The African Development Bank (AfDB) has projected that Nigeria and the rest of the continent will suffer a Gross Domestic Product (GDP) loss of $189.7 billion this year.
The AfDB’s African Economic Outlook released yesterday stated: “Africa could suffer GDP losses in 2020 between $145.5 billion (baseline) and $189.7 billion (worst case).’’
The report noted that pre-COVID-19 estimates of African GDP had predicted a growth of $2.59 trillion for the year.
According to the AfDB, “some losses are carried over to 2021, as the projected recovery would be partial.”
For 2021 projected losses, AfDB said, “could be from $27.6 billion (baseline) up to $47 billion (worst case) from the potential GDP of $2.76 trillion without the pandemic”.
The continental bank said the most affected economies will be countries “with poor healthcare systems, those that rely heavily on tourism, international trade, and commodity exports, and those with high debt burdens and high dependence on volatile international financial flows”.
The pandemic, the report stated, has triggered a sudden uptick in inflation, in some cases by more than five per cent in the first quarter of 2020. This, the bank said, “has mainly been caused by disruptions in the supply of food and energy, the bulk of which are imported”.
According to the AfDB, “overall, although headline inflation,which includes food and basic energy prices, would be expected to rise, core inflation might remain stable until demand picks up after the pandemic”.
To the governments, the AfDB cautioned that “expansionary fiscal spending could double already high fiscal deficits’’.
“In 2020, deficits are projected to increase twofold, to eight percent of GDP, in the baseline scenario, and to go as high as nine percent in the worst-case scenario,” it said.
This worsening fiscal position, the AfDB said, “would be the result of above-the-line increases in budgetary outlays on COVID-19-related health spending, unemployment benefits, targeted wage subsidies and direct transfers, and tax cuts and deferrals”.
On the debt side, the AfDB predicted that COVID-19 will “add to sovereign debt burdens as COVID-19 heightens the likelihood of a widespread and far-reaching sovereign debt crisis if debt is not properly managed”.
According to the bank, many countries in Africa entered the crisis period with high debt-to-GDP ratios, which are projected to increase further by up to 10 percentage points beyond the pre-COVID trajectory in 2020 and 2021.
The sovereign debt buildup the bank lamented “is particularly worrisome because of its changing risk structure in Africa as a result of the increasing share of commercial debt eurobonds and other private creditors and the high foreign currency denomination of Africa’s debt.”

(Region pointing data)
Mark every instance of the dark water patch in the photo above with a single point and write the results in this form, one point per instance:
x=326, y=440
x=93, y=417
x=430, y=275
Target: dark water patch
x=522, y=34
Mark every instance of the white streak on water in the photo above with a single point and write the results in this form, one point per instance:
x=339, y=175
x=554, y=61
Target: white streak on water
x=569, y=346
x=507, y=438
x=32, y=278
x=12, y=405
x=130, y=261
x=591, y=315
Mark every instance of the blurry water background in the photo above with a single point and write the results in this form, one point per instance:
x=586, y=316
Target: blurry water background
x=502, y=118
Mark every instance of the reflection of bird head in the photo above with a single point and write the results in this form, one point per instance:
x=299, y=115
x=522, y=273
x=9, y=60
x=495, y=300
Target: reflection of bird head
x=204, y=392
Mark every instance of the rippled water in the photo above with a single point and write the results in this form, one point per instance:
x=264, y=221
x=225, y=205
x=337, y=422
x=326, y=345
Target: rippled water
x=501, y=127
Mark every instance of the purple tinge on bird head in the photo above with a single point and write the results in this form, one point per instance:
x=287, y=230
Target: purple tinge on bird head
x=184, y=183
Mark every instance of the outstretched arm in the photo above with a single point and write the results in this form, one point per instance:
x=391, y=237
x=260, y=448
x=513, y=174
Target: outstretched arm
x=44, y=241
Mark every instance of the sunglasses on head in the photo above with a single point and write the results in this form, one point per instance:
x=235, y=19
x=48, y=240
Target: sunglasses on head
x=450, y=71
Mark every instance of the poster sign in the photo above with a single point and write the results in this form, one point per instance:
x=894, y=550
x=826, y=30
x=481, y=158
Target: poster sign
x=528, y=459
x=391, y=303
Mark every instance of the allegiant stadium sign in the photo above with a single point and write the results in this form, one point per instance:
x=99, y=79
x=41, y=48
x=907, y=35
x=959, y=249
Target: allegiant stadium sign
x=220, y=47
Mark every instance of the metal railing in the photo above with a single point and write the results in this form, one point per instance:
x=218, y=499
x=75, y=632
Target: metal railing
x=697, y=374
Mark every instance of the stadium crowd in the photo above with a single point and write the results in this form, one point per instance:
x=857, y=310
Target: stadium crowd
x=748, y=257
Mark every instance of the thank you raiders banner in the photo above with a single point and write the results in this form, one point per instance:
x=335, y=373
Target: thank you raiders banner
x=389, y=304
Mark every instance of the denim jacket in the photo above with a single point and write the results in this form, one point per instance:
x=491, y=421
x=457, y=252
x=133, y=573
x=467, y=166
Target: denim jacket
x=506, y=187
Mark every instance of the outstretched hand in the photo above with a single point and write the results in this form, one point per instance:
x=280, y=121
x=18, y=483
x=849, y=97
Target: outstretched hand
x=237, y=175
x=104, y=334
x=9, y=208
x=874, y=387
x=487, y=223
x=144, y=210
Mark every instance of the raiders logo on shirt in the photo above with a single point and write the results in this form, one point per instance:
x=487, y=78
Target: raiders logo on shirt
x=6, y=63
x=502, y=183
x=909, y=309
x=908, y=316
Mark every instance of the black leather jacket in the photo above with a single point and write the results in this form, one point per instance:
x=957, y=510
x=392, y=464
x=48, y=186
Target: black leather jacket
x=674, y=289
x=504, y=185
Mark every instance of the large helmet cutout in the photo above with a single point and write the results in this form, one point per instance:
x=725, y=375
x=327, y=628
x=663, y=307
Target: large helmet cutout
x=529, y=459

TASKS TO CARRY OUT:
1 - From the report on the African Development Bank's economic outlook, list every dollar figure given as a projected GDP loss for Africa, together with its year and scenario.
2 - Give a continuation of the report on the African Development Bank's economic outlook, picking up after its final sentence about Africa's sovereign debt buildup.
These items have no connection to the report on the African Development Bank's economic outlook.

EXPECTED RESULTS:
1 -
- $145.5 billion: 2020, baseline
- $189.7 billion: 2020, worst case
- $27.6 billion: 2021, baseline
- $47 billion: 2021, worst case

2 -
Remittances which grew to $86.2 billion in 2019 on the back of a pickup in global economic growth and rising migration has now been threatened by COVID-19 and exposed countries which rely heavily on remittances to shocks “especially in high income economies where migrant jobs and incomes are threatened.”
Foreign direct investment which picked up in 2018 by 10.9 percent, reaching $45.9 billion, and improved further to an estimated $49 billion in 2019 is also expected to fall in 2020 as investors reduce or postpone their investments amid uncertainties.
Official Development Assistance (ODA), which has risen since 2016 (by 1.2 percent in 2018), could be constrained by the impact of the crisis on advanced economies.
In 2021, the number of extreme poor, the AfDB said “could increase by 34-49.2 million due to the pandemic as GDP growth continues to fall below population growth rates.”
Specifically, Nigeria being and Africa’s most populous country “would record the largest increases 8.5 in the baseline scenario in 2020, and 11.5 in the worst-case scenario. There will be an estimated job loss in the tens of millions.
The AfDB advised African governments that “given the global scale of the COVID-19 pandemic and its repercussions, governments and development partners must respond in a coordinated, targeted, and rapid manner to be effective in limiting its impacts.”
According to the bank, “across Africa, the response must be well-sequenced and multipronged, involving: a public health response to contain the spread of the virus and minimize fatalities.”
It called for “a monetary policy response to ease liquidity constraints and solvency risks, a fiscal response to cushion the economic impacts of the pandemic on livelihoods and to assist businesses, labor market policies to protect workers and their jobs, and structural policies to enable African economies to rebuild and enhance their resilience to future shocks.”